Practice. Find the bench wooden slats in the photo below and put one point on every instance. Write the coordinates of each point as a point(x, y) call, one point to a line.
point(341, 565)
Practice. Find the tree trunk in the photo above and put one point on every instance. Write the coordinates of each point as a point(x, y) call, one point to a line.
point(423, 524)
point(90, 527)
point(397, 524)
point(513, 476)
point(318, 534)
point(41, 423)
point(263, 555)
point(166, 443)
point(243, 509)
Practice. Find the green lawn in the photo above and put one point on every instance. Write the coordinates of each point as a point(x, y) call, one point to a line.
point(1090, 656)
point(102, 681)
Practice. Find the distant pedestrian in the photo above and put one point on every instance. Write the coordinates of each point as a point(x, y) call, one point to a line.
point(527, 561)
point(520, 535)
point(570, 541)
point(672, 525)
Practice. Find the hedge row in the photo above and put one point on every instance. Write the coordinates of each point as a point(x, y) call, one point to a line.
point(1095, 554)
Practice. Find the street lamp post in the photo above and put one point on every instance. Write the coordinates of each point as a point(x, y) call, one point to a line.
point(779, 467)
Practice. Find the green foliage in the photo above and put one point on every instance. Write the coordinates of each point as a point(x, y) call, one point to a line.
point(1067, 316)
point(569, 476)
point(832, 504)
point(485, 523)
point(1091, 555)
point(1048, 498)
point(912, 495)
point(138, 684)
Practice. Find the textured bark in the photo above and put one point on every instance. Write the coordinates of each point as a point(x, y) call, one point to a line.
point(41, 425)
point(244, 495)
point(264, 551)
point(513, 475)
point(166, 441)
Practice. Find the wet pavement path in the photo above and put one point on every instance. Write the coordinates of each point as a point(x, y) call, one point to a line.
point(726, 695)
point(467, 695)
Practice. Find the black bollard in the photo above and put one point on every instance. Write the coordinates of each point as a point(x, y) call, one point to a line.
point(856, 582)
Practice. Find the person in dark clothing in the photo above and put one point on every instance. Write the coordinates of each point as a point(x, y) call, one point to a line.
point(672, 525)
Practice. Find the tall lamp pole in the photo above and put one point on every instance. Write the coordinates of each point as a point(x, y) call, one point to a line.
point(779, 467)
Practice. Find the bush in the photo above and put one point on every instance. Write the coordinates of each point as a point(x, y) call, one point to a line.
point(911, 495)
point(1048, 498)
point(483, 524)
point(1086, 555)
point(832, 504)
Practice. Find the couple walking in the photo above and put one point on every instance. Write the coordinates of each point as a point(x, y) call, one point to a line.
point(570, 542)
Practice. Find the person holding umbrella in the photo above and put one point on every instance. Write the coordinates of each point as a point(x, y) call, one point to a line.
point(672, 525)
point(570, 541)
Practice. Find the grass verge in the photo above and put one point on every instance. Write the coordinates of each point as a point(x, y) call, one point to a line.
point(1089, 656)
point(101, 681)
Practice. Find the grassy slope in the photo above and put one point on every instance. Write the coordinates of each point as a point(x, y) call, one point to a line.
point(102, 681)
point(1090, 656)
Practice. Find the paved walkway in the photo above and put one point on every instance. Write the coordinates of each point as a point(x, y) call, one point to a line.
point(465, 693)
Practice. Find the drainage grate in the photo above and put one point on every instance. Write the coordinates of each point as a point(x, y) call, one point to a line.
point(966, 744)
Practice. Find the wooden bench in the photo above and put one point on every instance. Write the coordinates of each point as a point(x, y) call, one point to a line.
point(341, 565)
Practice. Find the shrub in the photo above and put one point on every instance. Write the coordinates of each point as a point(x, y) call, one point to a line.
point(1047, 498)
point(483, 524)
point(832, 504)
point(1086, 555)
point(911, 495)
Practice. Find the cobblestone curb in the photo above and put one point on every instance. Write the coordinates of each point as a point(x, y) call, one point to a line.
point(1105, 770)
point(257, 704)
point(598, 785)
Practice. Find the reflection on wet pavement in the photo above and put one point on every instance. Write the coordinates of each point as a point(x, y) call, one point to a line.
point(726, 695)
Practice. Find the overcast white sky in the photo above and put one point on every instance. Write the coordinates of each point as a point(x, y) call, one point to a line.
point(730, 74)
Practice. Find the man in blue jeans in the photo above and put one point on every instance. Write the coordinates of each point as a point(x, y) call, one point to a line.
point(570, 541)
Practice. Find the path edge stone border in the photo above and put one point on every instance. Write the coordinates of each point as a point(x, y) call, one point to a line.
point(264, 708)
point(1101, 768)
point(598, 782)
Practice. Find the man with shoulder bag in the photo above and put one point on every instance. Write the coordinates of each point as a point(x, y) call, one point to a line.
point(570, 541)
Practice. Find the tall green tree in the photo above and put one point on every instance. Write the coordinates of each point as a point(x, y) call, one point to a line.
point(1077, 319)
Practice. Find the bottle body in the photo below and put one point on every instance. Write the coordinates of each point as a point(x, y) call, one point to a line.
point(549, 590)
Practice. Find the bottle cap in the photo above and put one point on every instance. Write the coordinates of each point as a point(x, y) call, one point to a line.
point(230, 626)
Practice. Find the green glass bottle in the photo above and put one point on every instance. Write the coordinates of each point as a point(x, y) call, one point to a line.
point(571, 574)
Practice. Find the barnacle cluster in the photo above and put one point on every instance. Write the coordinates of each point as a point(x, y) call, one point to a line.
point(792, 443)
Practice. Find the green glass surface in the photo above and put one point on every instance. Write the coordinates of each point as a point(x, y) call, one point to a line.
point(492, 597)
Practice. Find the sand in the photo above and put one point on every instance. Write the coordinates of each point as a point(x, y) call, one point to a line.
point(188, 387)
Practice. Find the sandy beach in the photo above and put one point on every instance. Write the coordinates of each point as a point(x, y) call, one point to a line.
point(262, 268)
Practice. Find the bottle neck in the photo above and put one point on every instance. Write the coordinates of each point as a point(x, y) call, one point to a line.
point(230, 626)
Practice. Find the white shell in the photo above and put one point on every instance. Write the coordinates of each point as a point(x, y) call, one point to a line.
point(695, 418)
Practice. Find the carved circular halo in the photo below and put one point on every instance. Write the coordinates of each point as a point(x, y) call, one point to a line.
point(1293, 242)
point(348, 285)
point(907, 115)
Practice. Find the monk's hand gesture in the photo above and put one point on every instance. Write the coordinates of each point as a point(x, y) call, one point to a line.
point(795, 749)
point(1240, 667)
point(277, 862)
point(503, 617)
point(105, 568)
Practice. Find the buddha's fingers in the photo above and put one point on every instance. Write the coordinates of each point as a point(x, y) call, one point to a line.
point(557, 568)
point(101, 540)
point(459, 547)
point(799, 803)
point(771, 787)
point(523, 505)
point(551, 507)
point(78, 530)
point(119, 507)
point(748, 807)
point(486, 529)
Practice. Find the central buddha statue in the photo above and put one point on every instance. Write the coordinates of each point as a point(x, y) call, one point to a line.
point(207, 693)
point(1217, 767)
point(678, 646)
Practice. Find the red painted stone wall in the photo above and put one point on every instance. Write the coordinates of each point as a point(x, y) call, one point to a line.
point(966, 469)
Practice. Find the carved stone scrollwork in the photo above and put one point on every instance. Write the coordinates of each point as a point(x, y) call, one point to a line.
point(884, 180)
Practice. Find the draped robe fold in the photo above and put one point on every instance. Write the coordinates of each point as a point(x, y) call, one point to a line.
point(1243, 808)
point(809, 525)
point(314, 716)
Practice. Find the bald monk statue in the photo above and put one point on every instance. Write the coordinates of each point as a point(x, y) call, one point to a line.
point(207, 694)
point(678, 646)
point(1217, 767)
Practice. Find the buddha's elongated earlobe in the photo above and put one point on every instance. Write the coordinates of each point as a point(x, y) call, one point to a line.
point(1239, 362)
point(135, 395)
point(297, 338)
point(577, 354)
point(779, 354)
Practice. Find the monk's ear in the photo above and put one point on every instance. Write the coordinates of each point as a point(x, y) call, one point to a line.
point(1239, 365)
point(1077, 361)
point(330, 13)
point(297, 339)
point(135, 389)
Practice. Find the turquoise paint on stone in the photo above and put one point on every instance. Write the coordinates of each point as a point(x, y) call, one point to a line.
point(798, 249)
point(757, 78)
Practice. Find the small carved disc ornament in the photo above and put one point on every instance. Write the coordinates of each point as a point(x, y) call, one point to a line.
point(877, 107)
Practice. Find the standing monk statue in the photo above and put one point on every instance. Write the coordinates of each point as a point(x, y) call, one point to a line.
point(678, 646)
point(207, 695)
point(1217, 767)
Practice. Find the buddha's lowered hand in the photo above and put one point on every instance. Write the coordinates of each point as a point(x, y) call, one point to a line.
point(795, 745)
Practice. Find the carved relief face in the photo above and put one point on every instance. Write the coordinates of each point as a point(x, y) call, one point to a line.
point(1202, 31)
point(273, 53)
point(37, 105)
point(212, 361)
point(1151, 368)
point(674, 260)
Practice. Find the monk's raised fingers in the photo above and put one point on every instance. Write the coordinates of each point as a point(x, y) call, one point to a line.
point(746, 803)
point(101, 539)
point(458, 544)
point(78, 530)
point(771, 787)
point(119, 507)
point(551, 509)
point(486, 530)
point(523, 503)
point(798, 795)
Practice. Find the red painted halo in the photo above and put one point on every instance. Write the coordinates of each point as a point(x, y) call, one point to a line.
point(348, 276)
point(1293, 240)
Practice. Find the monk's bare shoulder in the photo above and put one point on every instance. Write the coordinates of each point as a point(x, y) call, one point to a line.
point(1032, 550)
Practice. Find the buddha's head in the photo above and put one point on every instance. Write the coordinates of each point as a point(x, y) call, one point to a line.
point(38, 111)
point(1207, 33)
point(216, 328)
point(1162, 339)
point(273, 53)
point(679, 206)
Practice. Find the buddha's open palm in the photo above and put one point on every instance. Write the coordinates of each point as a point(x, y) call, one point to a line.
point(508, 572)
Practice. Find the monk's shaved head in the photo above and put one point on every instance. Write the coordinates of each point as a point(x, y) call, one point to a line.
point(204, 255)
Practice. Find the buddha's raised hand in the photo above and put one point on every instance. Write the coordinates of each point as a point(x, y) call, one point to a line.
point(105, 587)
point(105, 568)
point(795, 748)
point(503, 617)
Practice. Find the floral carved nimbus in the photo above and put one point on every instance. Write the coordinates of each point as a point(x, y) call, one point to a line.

▸ **TASK BRIEF**:
Your answer should consist of the lines from the line with "Practice. Find the monk's shaved" through the last line of the data, set down exactly, both included.

▸ **RESULT FOR THIS TASK**:
Practice. Find the monk's shaved head in the photo above and put one point on every instance. Write the coordinates of each point as a point(x, y) call, one point to a line.
point(204, 255)
Practice. Find the buddha's raised hand in the photo above and put one point on every instance. Write the coordinates of each point as a point(x, y) call, one point to a line.
point(105, 587)
point(105, 568)
point(795, 748)
point(503, 617)
Practice. Find the floral carved nimbus in the photo above and put one point on every instance. Write the coordinates of each point as a point(x, y) call, one point to a line.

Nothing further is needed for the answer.